Exercise 1: According to the forum thread, why did brian john handle the emergency call about the cooling tower himself? Answer in one to three sentences.
Exercise 2: Print the passage of the forum thread between "But alas a emergency" and "opted for me.", inclusive.

Provided text:
===
# Whoops



## brian john (Mar 11, 2007)

Now I am all for safety and I watch the footwear of the field guys for compliance to safety requirements. But I wore these today, VERY comfortable, easy on off and I thought I would be in the office all day.
But alas a emergency call to check a cooling tower that was off line, not far from the office, all the service guys were faraway, so I took the call.

I did not realize that OSHA had moved into this building (VA Regional office). I gave the engineer to choice I could leave and they could wait for another service tech or I could address the issue. With the data center heat rising they opted for me.


----------



## MDShunk (Jan 7, 2007)

Owners are exempt from OSHA requirements.


----------



## JohnJ0906 (Jan 22, 2007)

Maybe keep a pair of compliant footwear at the office or in the truck? They DO look very comfy. :grin: I actually left for work once (and had to turn around) wearing my slippers.


----------



## brian john (Mar 11, 2007)

Marc: I doubt OSHA would by that as I looked at their starter..But worh a try


----------



## MDShunk (Jan 7, 2007)

brian john said:


> Marc: I doubt OSHA would by that as I looked at their starter..But worh a try


It is true, though. OSHA rules only apply to employees. But, if you're set up as a corporation, corporate officers and employees of the corporation are subject to OSHA rules. 

(I'm glad I'm not the only one who's accidentally left the house in slippers :laughing: )
===
Information shown:
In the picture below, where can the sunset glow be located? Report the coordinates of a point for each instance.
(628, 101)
===
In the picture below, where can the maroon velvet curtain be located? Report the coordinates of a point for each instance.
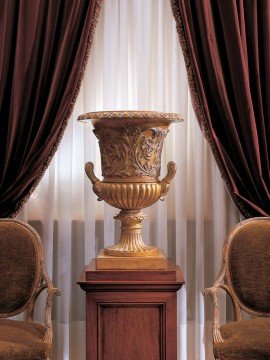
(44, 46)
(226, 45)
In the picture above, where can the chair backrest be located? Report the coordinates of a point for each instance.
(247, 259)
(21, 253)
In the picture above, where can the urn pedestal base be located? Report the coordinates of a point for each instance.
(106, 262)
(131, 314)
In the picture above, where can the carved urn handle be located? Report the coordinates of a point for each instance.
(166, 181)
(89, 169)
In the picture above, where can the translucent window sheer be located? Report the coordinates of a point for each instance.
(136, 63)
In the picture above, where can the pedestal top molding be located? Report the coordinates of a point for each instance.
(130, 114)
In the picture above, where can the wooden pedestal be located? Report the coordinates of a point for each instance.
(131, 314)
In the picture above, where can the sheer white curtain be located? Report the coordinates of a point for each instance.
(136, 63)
===
Worked solution 1: The cooling tower that was off line was not far from the office, and all the service guys were far away, so he took the call himself.

Worked solution 2:
But alas a emergency call to check a cooling tower that was off line, not far from the office, all the service guys were faraway, so I took the call.

I did not realize that OSHA had moved into this building (VA Regional office). I gave the engineer to choice I could leave and they could wait for another service tech or I could address the issue. With the data center heat rising they opted for me.